Retype the records, starting at the line that contains "of the small" and ending at the line that contains "Target: small leaf", with both of those lines included.

======== Extracted material ========

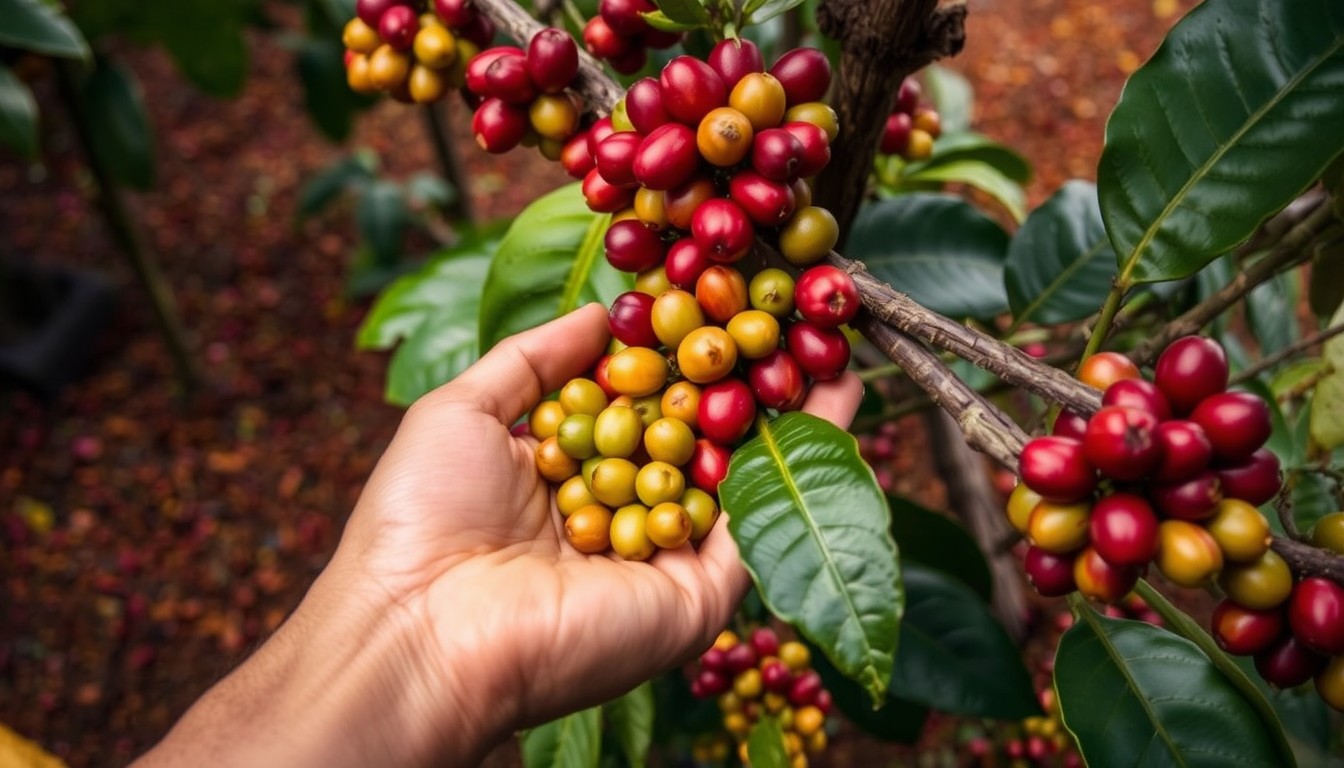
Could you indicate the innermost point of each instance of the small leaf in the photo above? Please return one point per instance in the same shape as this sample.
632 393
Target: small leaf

========
======== Extracted material ========

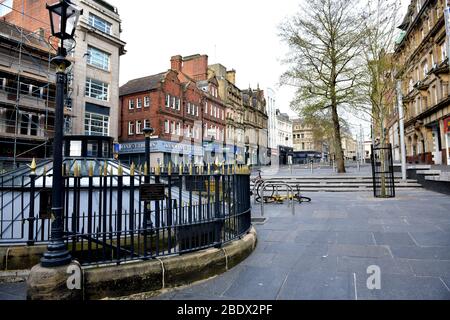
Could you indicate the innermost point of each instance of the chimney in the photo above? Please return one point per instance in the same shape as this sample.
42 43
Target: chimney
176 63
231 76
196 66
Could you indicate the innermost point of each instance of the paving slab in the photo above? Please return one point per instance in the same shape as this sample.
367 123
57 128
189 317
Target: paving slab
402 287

========

Result:
Could you indicate the innermost point of each instance of the small leaf in the photo above? Please return one point per instance in the same shape as this sample.
632 393
Target: small leaf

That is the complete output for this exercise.